# Exercise input
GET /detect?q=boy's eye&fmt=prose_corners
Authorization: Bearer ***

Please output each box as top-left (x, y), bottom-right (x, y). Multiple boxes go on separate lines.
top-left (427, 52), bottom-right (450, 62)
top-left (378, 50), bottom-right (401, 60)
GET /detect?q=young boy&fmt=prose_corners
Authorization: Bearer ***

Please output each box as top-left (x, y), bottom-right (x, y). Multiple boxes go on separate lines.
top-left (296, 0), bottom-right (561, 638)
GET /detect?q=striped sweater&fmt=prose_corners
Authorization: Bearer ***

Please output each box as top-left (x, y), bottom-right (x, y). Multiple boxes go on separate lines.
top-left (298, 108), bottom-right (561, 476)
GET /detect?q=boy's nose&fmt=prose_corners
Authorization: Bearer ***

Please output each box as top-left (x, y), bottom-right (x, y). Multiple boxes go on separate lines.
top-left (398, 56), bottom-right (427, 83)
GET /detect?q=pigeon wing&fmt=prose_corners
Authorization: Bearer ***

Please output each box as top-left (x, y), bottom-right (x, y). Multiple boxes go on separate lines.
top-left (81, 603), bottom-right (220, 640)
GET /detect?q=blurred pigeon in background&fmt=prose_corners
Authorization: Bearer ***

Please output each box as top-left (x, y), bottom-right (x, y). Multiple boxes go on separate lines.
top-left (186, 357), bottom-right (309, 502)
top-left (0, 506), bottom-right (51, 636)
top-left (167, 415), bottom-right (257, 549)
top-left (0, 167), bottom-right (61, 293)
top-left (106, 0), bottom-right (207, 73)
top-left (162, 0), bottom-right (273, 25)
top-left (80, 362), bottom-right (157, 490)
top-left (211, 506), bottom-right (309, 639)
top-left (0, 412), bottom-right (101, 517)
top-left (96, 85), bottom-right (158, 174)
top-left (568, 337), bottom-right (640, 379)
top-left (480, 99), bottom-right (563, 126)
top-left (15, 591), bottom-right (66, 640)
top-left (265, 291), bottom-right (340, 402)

# Description of the task
Would you transcribe every entry exactly, leaving nothing out?

# Output for this exercise
GET /detect?q=boy's eye&fmt=prose_corners
Authorization: Bearer ***

Please output each box as top-left (x, y), bottom-right (x, y). Multiple boxes go on separate lines.
top-left (427, 52), bottom-right (450, 62)
top-left (378, 50), bottom-right (401, 60)
GET /detect?q=young boy&fmt=prose_corners
Authorization: Bearer ***

Please output each box as top-left (x, y), bottom-right (x, y). Multiple boxes go on separate lines.
top-left (296, 0), bottom-right (561, 638)
GET /detect?q=striped sweater&fmt=prose_corners
Authorization: Bearer ***

Please output each box as top-left (x, y), bottom-right (x, y). Multiple boxes go on separate lines.
top-left (298, 108), bottom-right (561, 476)
GET /detect?q=boy's nose&fmt=prose_corners
Authorization: Bearer ***

Please output each box as top-left (x, y), bottom-right (x, y). Multiple boxes go on separate lines.
top-left (398, 56), bottom-right (427, 83)
GET /detect?q=pigeon wing&fmt=prose_corners
Authorization: Bearer ***

Please output each box as top-left (x, y), bottom-right (x, y). Multiple boxes go on separate lines.
top-left (81, 603), bottom-right (220, 640)
GET /detect?q=blurred pigeon in background&fmt=prose_corners
Authorization: Bearer ***

Please output each box as top-left (x, y), bottom-right (x, y). Multiple boxes go on separate lines.
top-left (186, 357), bottom-right (309, 502)
top-left (0, 506), bottom-right (51, 636)
top-left (167, 415), bottom-right (257, 549)
top-left (0, 167), bottom-right (61, 293)
top-left (106, 0), bottom-right (207, 73)
top-left (162, 0), bottom-right (273, 25)
top-left (80, 362), bottom-right (157, 490)
top-left (211, 506), bottom-right (309, 639)
top-left (0, 412), bottom-right (101, 517)
top-left (96, 85), bottom-right (158, 174)
top-left (568, 337), bottom-right (640, 379)
top-left (480, 99), bottom-right (563, 126)
top-left (15, 591), bottom-right (66, 640)
top-left (265, 291), bottom-right (340, 402)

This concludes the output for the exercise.